**RECORDS FOR THE EXERCISE:**

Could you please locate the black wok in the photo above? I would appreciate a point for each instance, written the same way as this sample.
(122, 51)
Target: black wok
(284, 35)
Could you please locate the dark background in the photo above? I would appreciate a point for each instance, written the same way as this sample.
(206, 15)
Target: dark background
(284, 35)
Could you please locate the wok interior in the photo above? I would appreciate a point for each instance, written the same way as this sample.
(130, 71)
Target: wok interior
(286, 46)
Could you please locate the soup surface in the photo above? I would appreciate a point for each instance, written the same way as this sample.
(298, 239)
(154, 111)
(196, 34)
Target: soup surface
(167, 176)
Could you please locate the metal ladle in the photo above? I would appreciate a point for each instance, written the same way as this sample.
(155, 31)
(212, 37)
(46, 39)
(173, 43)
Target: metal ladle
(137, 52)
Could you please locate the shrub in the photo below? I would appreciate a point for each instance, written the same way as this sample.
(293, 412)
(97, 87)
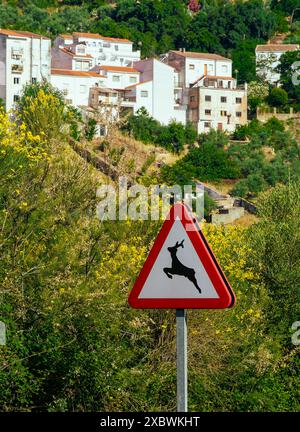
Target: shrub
(173, 137)
(278, 97)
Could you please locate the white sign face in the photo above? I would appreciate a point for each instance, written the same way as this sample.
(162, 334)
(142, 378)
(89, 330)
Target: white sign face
(178, 272)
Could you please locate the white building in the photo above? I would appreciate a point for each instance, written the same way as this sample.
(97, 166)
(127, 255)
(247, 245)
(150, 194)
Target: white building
(156, 91)
(104, 50)
(24, 58)
(153, 90)
(216, 102)
(268, 58)
(118, 77)
(76, 85)
(72, 57)
(190, 66)
(204, 87)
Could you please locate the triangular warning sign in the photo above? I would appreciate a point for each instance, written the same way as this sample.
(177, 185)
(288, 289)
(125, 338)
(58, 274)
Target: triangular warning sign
(181, 270)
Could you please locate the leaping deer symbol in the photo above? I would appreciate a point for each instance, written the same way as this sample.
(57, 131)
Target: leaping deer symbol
(178, 268)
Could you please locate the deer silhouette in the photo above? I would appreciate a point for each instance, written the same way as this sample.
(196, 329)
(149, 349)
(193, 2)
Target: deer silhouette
(178, 268)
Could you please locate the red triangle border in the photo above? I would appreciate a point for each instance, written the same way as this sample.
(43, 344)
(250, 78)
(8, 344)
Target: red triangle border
(226, 295)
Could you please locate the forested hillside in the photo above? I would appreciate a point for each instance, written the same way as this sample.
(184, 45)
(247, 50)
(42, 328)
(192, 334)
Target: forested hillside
(231, 28)
(73, 343)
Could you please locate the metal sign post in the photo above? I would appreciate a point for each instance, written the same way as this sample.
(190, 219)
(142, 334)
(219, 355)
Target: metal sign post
(181, 342)
(181, 272)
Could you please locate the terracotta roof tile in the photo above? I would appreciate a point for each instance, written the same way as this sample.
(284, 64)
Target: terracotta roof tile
(277, 47)
(119, 69)
(75, 73)
(98, 36)
(208, 56)
(137, 84)
(19, 33)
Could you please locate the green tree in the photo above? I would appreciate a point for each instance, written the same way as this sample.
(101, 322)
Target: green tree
(278, 97)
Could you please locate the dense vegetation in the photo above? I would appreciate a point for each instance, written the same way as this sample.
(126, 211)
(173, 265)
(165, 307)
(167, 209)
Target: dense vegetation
(173, 137)
(266, 155)
(72, 341)
(156, 26)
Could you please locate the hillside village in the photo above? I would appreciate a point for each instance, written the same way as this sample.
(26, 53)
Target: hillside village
(95, 71)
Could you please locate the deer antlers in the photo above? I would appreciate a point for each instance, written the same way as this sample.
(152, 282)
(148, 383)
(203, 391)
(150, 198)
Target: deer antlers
(179, 244)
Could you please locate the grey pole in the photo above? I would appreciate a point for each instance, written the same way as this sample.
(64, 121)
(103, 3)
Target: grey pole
(181, 340)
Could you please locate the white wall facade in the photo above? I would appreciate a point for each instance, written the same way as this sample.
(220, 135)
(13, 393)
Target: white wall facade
(108, 51)
(268, 58)
(219, 113)
(25, 60)
(195, 68)
(118, 78)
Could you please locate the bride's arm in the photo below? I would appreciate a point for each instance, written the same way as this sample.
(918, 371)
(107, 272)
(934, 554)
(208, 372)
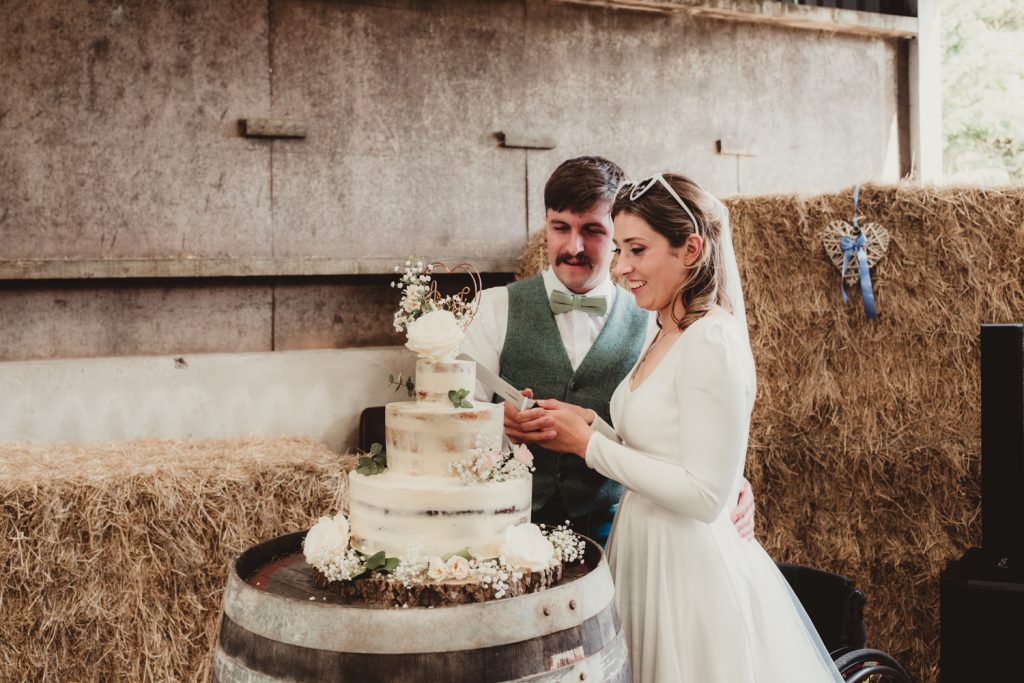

**WHAT YOU WILL DO:**
Copy out the material without changes, starting with the line that contains "Could you please locate the deer antlers" and continuing through the end of the material. Leave the pictures out.

**TASK RESPONSE:**
Could you please locate the deer antlers in the photo above? I would appreciate a point for each instance, written the same way as this sample.
(152, 282)
(148, 383)
(203, 391)
(150, 198)
Target: deer antlers
(179, 244)
Could you please locate the grey pole in the photo above? I would appreciate a point for each instance, written the same way as this sample.
(64, 121)
(103, 3)
Target: grey pole
(181, 340)
Could you please locate the white wall facade in the photo above? I would appreciate a point for each instance, written the same way as this sample.
(220, 135)
(13, 393)
Target: white wall facade
(108, 51)
(268, 58)
(219, 113)
(25, 60)
(195, 68)
(118, 78)
Could you please locate the bride's arm in the photo below? I would appreciate a point for each instance, written the same way as this sample.
(918, 371)
(107, 272)
(934, 554)
(208, 372)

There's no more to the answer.